▶ Instructions for the task: Copy the following lines without any change.

(Stored entries)

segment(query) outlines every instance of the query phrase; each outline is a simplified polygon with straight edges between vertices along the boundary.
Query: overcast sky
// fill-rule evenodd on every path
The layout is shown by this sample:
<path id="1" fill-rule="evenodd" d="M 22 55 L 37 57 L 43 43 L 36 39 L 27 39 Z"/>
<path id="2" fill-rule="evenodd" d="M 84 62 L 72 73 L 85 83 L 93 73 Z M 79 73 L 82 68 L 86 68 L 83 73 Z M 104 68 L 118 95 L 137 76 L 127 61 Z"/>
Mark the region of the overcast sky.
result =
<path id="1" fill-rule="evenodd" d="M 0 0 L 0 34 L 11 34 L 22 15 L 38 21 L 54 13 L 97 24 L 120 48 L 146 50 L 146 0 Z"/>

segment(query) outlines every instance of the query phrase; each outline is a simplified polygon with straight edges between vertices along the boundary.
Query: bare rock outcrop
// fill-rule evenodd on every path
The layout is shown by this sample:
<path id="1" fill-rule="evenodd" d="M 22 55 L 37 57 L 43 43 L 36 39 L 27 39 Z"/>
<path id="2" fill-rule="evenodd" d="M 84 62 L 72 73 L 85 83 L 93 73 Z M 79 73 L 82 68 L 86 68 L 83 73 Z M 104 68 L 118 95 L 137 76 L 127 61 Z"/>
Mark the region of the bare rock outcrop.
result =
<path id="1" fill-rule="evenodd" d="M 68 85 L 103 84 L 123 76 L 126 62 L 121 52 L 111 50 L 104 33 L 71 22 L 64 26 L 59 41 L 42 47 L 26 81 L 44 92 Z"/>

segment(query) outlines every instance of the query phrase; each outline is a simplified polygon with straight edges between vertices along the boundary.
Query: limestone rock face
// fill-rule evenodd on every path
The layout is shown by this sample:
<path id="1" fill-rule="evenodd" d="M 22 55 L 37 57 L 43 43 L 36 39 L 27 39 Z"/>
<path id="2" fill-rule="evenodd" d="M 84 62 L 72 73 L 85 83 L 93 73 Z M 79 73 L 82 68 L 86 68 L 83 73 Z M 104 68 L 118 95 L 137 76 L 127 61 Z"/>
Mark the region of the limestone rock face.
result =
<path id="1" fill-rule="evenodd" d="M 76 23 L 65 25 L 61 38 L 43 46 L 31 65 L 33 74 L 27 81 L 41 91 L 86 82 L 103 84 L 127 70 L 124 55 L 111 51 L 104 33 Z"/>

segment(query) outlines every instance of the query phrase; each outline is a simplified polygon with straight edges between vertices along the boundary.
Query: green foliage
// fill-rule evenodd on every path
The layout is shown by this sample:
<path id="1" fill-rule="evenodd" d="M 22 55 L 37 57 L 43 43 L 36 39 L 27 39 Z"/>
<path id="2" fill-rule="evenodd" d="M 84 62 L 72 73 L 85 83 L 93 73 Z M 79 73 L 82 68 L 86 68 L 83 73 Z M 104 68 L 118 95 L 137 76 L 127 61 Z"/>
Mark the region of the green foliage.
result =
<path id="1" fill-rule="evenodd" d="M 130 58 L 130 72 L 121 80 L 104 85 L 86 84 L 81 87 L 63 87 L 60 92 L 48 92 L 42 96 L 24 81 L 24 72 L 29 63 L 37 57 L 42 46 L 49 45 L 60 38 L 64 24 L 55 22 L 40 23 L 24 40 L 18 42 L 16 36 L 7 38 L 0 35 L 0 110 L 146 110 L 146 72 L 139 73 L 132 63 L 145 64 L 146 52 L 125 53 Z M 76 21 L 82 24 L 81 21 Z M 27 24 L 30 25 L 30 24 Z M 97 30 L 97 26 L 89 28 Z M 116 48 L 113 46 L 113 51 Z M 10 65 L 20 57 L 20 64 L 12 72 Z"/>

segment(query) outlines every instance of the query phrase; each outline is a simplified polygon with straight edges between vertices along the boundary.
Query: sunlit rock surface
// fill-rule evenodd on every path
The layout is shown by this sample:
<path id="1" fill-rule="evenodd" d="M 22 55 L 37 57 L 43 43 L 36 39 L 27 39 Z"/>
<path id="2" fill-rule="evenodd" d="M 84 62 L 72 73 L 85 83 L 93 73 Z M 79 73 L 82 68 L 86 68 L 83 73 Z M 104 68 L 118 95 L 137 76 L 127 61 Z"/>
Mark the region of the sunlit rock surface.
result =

▶ Response:
segment(query) outlines every instance of the query phrase; each outline is a simplified polygon with straight edges between vertices along the boundary.
Query: overcast sky
// fill-rule evenodd on every path
The layout is shown by this sample:
<path id="1" fill-rule="evenodd" d="M 22 55 L 37 57 L 43 43 L 36 39 L 27 39 Z"/>
<path id="2" fill-rule="evenodd" d="M 84 62 L 72 73 L 85 83 L 93 73 Z M 79 73 L 82 68 L 86 68 L 83 73 Z M 104 68 L 118 95 L 137 76 L 127 61 Z"/>
Mark the region of the overcast sky.
result =
<path id="1" fill-rule="evenodd" d="M 0 0 L 0 34 L 11 34 L 22 15 L 38 21 L 54 13 L 97 24 L 120 48 L 146 50 L 146 0 Z"/>

segment(query) outlines every instance of the query phrase; each outline is a simplified polygon with straight edges between vertices along the boundary.
Query: bare rock outcrop
// fill-rule evenodd on every path
The layout is shown by this sample:
<path id="1" fill-rule="evenodd" d="M 22 55 L 37 57 L 43 43 L 36 39 L 27 39 Z"/>
<path id="2" fill-rule="evenodd" d="M 84 62 L 72 73 L 85 83 L 93 73 Z M 79 73 L 82 68 L 86 68 L 83 73 Z M 104 68 L 118 95 L 137 76 L 127 61 Z"/>
Mark the region of the bare rock outcrop.
result =
<path id="1" fill-rule="evenodd" d="M 68 85 L 103 84 L 123 76 L 126 62 L 121 52 L 111 50 L 104 33 L 71 22 L 64 26 L 59 41 L 42 47 L 26 81 L 44 92 Z"/>

segment(query) outlines every instance of the query phrase; each outline is a simplified polygon with straight edges between vertices along the boundary.
Query: limestone rock face
// fill-rule evenodd on every path
The layout is shown by this sample:
<path id="1" fill-rule="evenodd" d="M 22 55 L 37 57 L 43 43 L 36 39 L 27 39 Z"/>
<path id="2" fill-rule="evenodd" d="M 84 62 L 72 73 L 85 83 L 93 73 Z M 79 73 L 82 68 L 86 68 L 83 73 Z M 104 68 L 118 95 L 137 76 L 127 61 Z"/>
Mark the region of the limestone rock face.
result =
<path id="1" fill-rule="evenodd" d="M 76 23 L 65 25 L 61 38 L 43 46 L 31 65 L 33 74 L 27 81 L 41 91 L 86 82 L 103 84 L 127 70 L 124 55 L 111 51 L 104 33 Z"/>

segment(query) outlines every instance of the query phrase; each outline is a simplified polygon with straight edges between vertices along the boundary.
Query: green foliage
// fill-rule evenodd on every path
The layout is shown by this sample:
<path id="1" fill-rule="evenodd" d="M 22 55 L 37 57 L 43 43 L 36 39 L 27 39 Z"/>
<path id="2" fill-rule="evenodd" d="M 84 62 L 72 73 L 85 83 L 93 73 Z M 79 73 L 82 68 L 86 68 L 83 73 Z M 104 68 L 118 95 L 137 76 L 127 61 Z"/>
Mark the region of the green foliage.
result =
<path id="1" fill-rule="evenodd" d="M 130 58 L 130 72 L 121 80 L 104 85 L 86 84 L 81 87 L 63 87 L 60 92 L 48 92 L 42 96 L 24 81 L 24 72 L 29 63 L 37 57 L 42 46 L 49 45 L 60 38 L 64 24 L 55 22 L 40 23 L 24 40 L 18 42 L 16 36 L 7 38 L 0 35 L 0 110 L 146 110 L 146 72 L 139 73 L 132 63 L 145 64 L 146 52 L 125 53 Z M 76 21 L 82 24 L 81 21 Z M 27 24 L 30 25 L 30 24 Z M 97 30 L 97 26 L 89 28 Z M 116 48 L 113 46 L 113 51 Z M 10 65 L 20 57 L 20 64 L 12 72 Z"/>

segment(query) outlines every instance of the query phrase; each outline is a simplified polygon with straight edges between vertices along the boundary.
Query: sunlit rock surface
// fill-rule evenodd on every path
The layout is shown by this sample:
<path id="1" fill-rule="evenodd" d="M 22 55 L 37 57 L 43 43 L 36 39 L 27 39 Z"/>
<path id="2" fill-rule="evenodd" d="M 84 62 L 72 73 L 85 83 L 93 73 Z M 79 73 L 82 68 L 86 68 L 83 73 Z M 104 68 L 118 95 L 137 76 L 127 61 Z"/>
Mark the region of the sunlit rock surface.
result =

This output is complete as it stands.